→ **Given problem**: Copy the records from the line with "of the night" through the end of the records, changing "yellow" to "golden" and leaving everything else unchanged.

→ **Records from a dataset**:

= = = =

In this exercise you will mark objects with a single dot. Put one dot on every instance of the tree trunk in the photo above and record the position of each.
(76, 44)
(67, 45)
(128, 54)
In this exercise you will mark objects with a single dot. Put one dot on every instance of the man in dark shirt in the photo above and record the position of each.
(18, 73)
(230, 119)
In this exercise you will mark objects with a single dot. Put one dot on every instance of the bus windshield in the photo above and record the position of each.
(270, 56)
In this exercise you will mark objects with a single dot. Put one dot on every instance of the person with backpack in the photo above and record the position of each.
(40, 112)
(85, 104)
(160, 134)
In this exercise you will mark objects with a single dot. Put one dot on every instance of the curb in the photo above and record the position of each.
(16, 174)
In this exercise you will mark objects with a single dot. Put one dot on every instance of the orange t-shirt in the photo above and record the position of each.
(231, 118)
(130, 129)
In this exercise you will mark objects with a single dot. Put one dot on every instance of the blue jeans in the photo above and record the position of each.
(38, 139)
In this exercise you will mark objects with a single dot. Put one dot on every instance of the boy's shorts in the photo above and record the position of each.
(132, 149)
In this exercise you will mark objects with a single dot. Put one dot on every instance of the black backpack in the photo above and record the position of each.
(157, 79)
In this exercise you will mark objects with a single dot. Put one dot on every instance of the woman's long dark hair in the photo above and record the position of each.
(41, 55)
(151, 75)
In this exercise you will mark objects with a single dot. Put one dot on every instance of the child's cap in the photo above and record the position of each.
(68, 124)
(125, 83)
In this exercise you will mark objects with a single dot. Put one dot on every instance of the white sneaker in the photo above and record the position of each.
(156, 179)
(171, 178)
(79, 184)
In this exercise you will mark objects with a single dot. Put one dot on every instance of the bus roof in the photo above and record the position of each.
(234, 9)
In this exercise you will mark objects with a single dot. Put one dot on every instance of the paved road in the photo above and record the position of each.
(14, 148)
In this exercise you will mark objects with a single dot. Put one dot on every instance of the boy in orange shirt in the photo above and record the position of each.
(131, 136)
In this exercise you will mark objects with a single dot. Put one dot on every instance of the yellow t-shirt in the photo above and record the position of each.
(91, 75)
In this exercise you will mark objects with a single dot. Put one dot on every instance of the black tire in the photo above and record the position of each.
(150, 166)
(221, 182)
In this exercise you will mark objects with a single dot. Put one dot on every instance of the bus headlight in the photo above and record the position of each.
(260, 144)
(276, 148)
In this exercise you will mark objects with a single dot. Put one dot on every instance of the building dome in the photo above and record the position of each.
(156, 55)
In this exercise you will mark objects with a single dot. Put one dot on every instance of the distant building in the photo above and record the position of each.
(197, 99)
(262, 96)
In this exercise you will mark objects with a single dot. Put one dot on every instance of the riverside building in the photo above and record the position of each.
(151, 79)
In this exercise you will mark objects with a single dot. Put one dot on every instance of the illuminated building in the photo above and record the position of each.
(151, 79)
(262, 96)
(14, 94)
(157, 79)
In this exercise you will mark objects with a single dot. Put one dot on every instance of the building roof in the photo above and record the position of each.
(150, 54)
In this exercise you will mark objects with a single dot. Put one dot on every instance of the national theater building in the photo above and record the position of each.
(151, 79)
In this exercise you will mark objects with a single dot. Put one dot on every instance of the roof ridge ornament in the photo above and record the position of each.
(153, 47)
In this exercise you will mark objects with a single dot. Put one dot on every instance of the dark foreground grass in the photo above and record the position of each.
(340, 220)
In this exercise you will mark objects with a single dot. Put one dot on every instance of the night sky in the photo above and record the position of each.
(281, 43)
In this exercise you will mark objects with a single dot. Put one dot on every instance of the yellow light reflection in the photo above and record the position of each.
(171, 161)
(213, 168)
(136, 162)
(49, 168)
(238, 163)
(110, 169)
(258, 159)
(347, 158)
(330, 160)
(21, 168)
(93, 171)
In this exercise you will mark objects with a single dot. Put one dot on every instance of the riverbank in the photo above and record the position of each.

= = = =

→ **Output below**:
In this exercise you will mark objects with a single dot. Put one dot on every instance of the night sky in the photo above and record the position of each.
(281, 43)
In this exercise you will mark objects with a single dot. Put one dot on every instance of the golden light reflection in the photo above and record the position of each.
(171, 161)
(213, 168)
(136, 162)
(49, 168)
(238, 163)
(110, 169)
(258, 159)
(347, 158)
(330, 160)
(21, 168)
(93, 171)
In this exercise you will mark objects with a single dot. Put one dot on every instance of the riverbank in the photo above and record the position of each.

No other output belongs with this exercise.